SOURCE:
====

# BLS Signature Verification Proofs As Inner Product Arguments
**Pathway toward efficient proofs of finality for Ethereum**
# Introduction
This is a continuation on our research and development on our work towards a scalable and efficient proof of finality for Ethereum. The initial discussion outlining design goals and motivation can be found [here](https://hackmd.io/@wrinqle/rye7Dju92), along with bechmarking results using R1CS BLS signature verification circuits and Nova recursive schemes.
If you want to understand more of the problem statement, motivation and earlier work, please reference the previous HackMD above.
# Key Learnings
Our previous benchmarking results showed that while parallelization of folding instances for step circuits of single BLS aggregate signature verifications yielded promising performance, we would still need 1-2 orders of magnitude improvement in order to achieve our practicality goal of $(Proof Time)/(Consensus Time)\le1$.

====

EXERCISES TO COMPLETE:
**A.** Repeat word for word the stretch of the BLS signature verification page from "# BLS Signature" through "previous HackMD above.".
**B.** According to the BLS signature verification page, how much more improvement is still needed to reach the practicality goal?
**C.** Write the next part of the BLS signature verification page, picking up after its final sentence.
The lines after this BLS signature verification page are a separate body of material.

GIVEN INFORMATION:
====

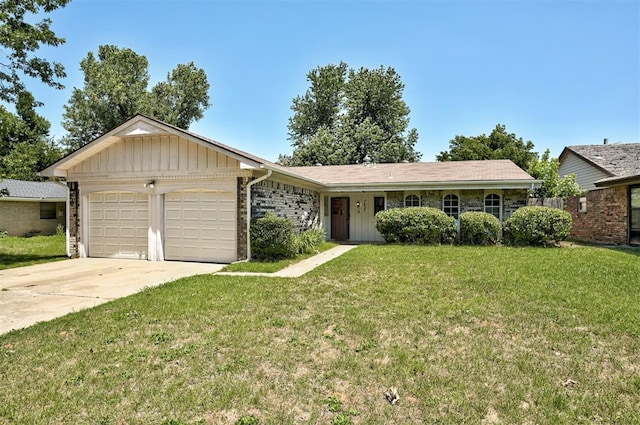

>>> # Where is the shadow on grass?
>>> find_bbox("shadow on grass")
[0,253,69,270]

====

RESULTS:
**A.**
# BLS Signature Verification Proofs As Inner Product Arguments
**Pathway toward efficient proofs of finality for Ethereum**
# Introduction
This is a continuation on our research and development on our work towards a scalable and efficient proof of finality for Ethereum. The initial discussion outlining design goals and motivation can be found [here](https://hackmd.io/@wrinqle/rye7Dju92), along with bechmarking results using R1CS BLS signature verification circuits and Nova recursive schemes.
If you want to understand more of the problem statement, motivation and earlier work, please reference the previous HackMD above.

**B.** One to two orders of magnitude.

**C.**
This barrier to practicality is largely driven by the size of the statement being folded; i.e. the complexity of generating a proof of a BLS aggregate signature over the BLS12-381 curve in R1CS embedded in 255-bit curves. Therefore there are two paths for possible optimizations: optimizing the constraint based arithmetization of signature verification and folding schemes (via custom gates, field reductions, constraint systems and folding schemes, all of which are heavily manual work over large codebases), or investigate other proving systems which look to sidestep the most costly aspect of these proofs; the non-native field and curve operations.
The first option will always be an uphill battle as it requires emulation of non-native field and curve operations in a much smaller field (which is a lot like doing math with really big numbers on a narrow sheet of paper).
The second option introduces the concept of signature scheme specific proof systems over the native curve as a prover-efficient pre-computation proof that can be efficiently folded and compressed for onchain use. While these proofs cannot be directly verified onchain (as BN254 is the most commonly supported curve for SNARKs onchain), it can reduce the amount non-native field and curve operations required prove the validity of a set of signatures.
# BLS Signatures as Inner Products
So let's see if we can cheat a bit.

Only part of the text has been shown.